→ SUPPLIED PASSAGE:

# # # #

The action is implemented in Python and can be consumed from other repositories.

Secrets

Authentication and billing context are supplied through repository secrets so they never appear in workflow files or logs:

Secret	Maps to input	Required	Purpose
`DATALAYER_API_KEY`	`api-key`	✅ Required	Authenticates every call the action makes to Datalayer.
`DATALAYER_BILLABLE_ACCOUNT_UID`	`billable-account-uid`	Optional	Billable account context used for eval operations and any optional runtime creation.

Reference them in the consumer workflow:

with:
  api-key: ${{ secrets.DATALAYER_API_KEY }}
  billable-account-uid: ${{ secrets.DATALAYER_BILLABLE_ACCOUNT_UID }}

To make the billable account optional at dispatch time while still defaulting to the secret, use the || fallback:

  billable-account-uid: ${{ inputs.billable_account_uid || secrets.DATALAYER_BILLABLE_ACCOUNT_UID }}

Report Upload

When upload-report-artifacts is true (the default), the action uploads the generated markdown and CSV reports (plus the structured .log JSON and any timestamped/secondary/comparison files) as a build artifact in a final step — no extra upload step is required in the consumer workflow.

# # # #

→ EXCERPTED DATA:
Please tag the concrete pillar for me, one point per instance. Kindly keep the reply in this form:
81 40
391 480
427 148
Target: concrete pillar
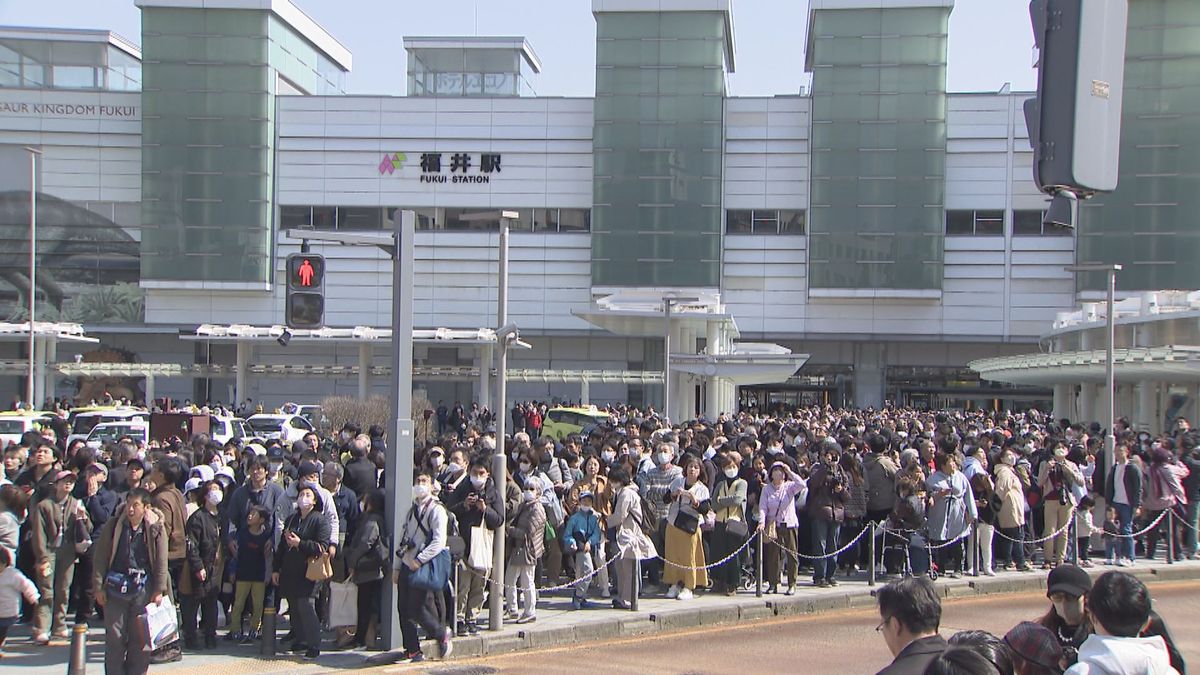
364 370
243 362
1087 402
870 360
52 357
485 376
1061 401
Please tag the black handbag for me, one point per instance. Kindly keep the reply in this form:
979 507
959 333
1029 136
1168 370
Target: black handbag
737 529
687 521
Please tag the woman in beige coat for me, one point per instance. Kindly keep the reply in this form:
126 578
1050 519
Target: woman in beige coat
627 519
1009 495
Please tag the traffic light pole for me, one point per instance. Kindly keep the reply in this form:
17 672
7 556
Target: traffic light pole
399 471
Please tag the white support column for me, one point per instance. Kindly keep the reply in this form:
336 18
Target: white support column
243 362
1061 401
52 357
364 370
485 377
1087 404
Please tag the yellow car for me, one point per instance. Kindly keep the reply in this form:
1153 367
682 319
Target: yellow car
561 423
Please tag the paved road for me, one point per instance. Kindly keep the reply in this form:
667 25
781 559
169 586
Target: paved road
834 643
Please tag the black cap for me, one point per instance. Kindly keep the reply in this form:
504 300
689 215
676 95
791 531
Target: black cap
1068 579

# # # #

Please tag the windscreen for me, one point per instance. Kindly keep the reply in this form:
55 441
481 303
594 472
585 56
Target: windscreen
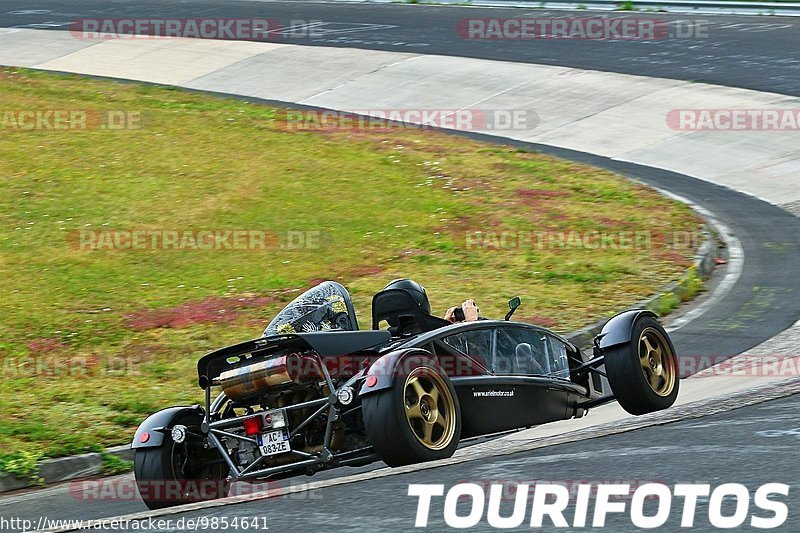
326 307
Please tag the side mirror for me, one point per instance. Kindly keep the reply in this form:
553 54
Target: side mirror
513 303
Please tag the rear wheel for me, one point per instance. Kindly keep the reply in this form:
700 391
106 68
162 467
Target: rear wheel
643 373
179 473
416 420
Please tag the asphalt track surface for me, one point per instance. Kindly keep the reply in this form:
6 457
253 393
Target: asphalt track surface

# # # #

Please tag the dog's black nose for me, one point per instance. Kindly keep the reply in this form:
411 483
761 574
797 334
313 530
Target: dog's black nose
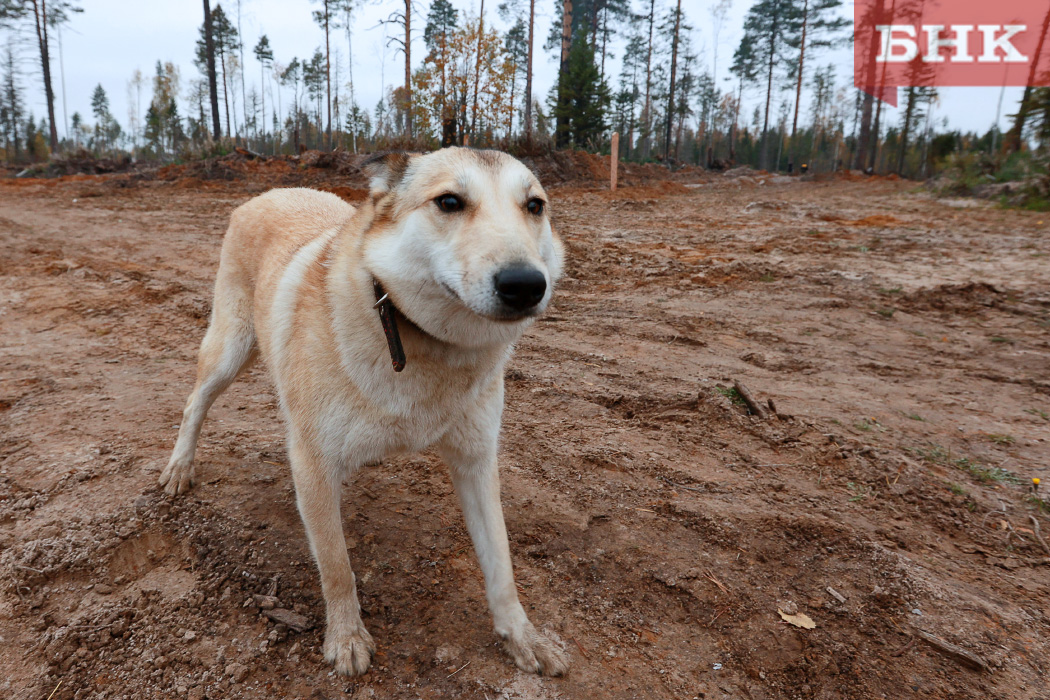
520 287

# # # #

→ PROBLEMS TO SOLVE:
**A)** Summarize the Datalayer action passage in two sentences.
**B)** Please pick up the Datalayer action passage after its last sentence and continue it.
The listing is not needed here.

→ EXPECTED ANSWERS:
**A)** The Datalayer action, written in Python and usable from other repositories, takes its authentication and billing context from repository secrets: a required DATALAYER_API_KEY and an optional DATALAYER_BILLABLE_ACCOUNT_UID. The consumer workflow references these secrets, can use a || fallback to make the billable account optional at dispatch time, and needs no separate upload step, because by default the action uploads its generated reports as a build artifact in a final step.

**B)**
Inputs

evalset-id: required, target evalset UID
evalset-spec-file: optional, path to primary evalset spec JSON; action creates evalset and reports it
secondary-evalset-id: optional, secondary evalset UID
secondary-evalset-spec-file: optional, path to secondary evalset spec JSON
api-key: required, Datalayer API key
ai-agents-url: optional, override API URL
billable-account-uid: optional, billable account UID context for eval operations and optional runtime creation

When billable-account-uid is omitted (or empty), the action does not force a billing override and calls run in the default account context for the API key.

run-limit: optional, default 50
output-markdown: optional, default evals-report.md
secondary-output-markdown: optional, output file for secondary report
comparison-summary-output: optional, output file for secondary-vs-primary summary
export-csv: optional, default true
upload-report-artifacts: optional, default true; uploads generated markdown/csv/log artifacts in a final step
report-artifact-name: optional, default datalayer-evals-reports
iam-url: optional, IAM URL override used when creating the optional agent runtime
runtimes-url: optional, Runtimes URL override used when creating the optional agent runtime
agentspec-id: optional, create an agent runtime before reporting using this spec id (default example-simple)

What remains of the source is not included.